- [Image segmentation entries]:
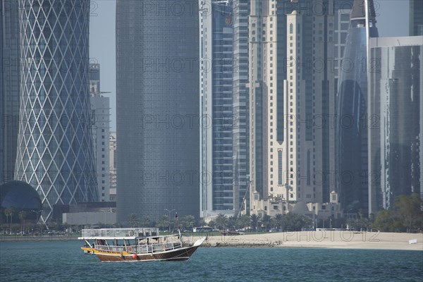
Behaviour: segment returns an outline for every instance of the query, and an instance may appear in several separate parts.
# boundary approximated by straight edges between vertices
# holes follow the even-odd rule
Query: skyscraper
[[[100,64],[90,63],[90,102],[94,160],[96,167],[99,200],[110,201],[110,106],[109,99],[100,90]]]
[[[367,56],[365,9],[355,0],[338,90],[338,188],[344,212],[368,212]],[[369,1],[369,37],[377,37],[373,1]]]
[[[242,209],[241,204],[250,184],[250,116],[248,90],[250,0],[233,0],[233,127],[232,159],[233,209]],[[245,202],[249,209],[250,203]],[[239,211],[238,211],[239,212]]]
[[[370,40],[369,213],[423,199],[423,36]]]
[[[19,1],[3,0],[0,78],[0,183],[14,179],[20,103]]]
[[[116,1],[118,221],[200,215],[198,5]]]
[[[22,102],[16,178],[56,204],[97,201],[88,81],[90,2],[20,1]]]
[[[232,179],[233,13],[227,3],[211,2],[200,13],[202,56],[202,214],[233,207]],[[211,40],[212,42],[209,43]],[[207,78],[210,77],[210,80]],[[202,136],[202,135],[204,136]],[[207,135],[210,135],[208,137]],[[209,160],[209,159],[211,160]],[[203,174],[203,173],[202,173]],[[210,191],[211,190],[211,191]],[[210,197],[211,195],[211,197]]]
[[[339,10],[350,8],[349,3],[252,1],[252,212],[275,214],[302,202],[318,214],[321,204],[331,202],[335,18]],[[323,10],[317,12],[317,7]],[[255,202],[252,197],[257,196],[269,202]]]
[[[410,35],[423,35],[423,1],[410,0]]]
[[[3,0],[0,0],[0,61],[3,61]],[[3,85],[3,67],[0,67],[0,85]],[[0,114],[0,128],[3,129],[4,118],[3,118],[3,89],[0,88],[0,109],[1,114]],[[0,184],[3,183],[3,132],[0,135]]]

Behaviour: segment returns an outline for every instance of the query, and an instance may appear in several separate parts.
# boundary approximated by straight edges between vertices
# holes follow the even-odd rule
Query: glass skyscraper
[[[423,35],[423,1],[410,0],[410,35]]]
[[[200,215],[198,1],[116,1],[118,221]]]
[[[205,6],[207,1],[202,2]],[[201,5],[201,4],[200,4]],[[201,7],[201,6],[200,6]],[[233,28],[232,6],[202,11],[202,212],[233,207],[232,170]],[[211,191],[210,191],[211,190]]]
[[[344,212],[351,214],[368,211],[367,60],[362,3],[353,3],[338,90],[338,188]],[[377,37],[372,1],[369,4],[369,36]]]
[[[14,179],[20,103],[19,2],[2,0],[0,32],[0,183]]]
[[[16,178],[33,186],[42,221],[55,205],[98,200],[90,118],[90,1],[21,0]]]
[[[369,180],[371,213],[395,197],[423,199],[423,36],[370,41]]]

- [Short task]: Reproduce the material word for word, starting at its first line and continuing through the line containing "Query: skyscraper", both included. Leave the pictures out.

- [Solved problem]:
Behaviour: segment returns an outline for every instance of the query, and an instance may appear in several separate parts.
# boundary approximated by straight edges between vertices
# holes follow the even-odd rule
Query: skyscraper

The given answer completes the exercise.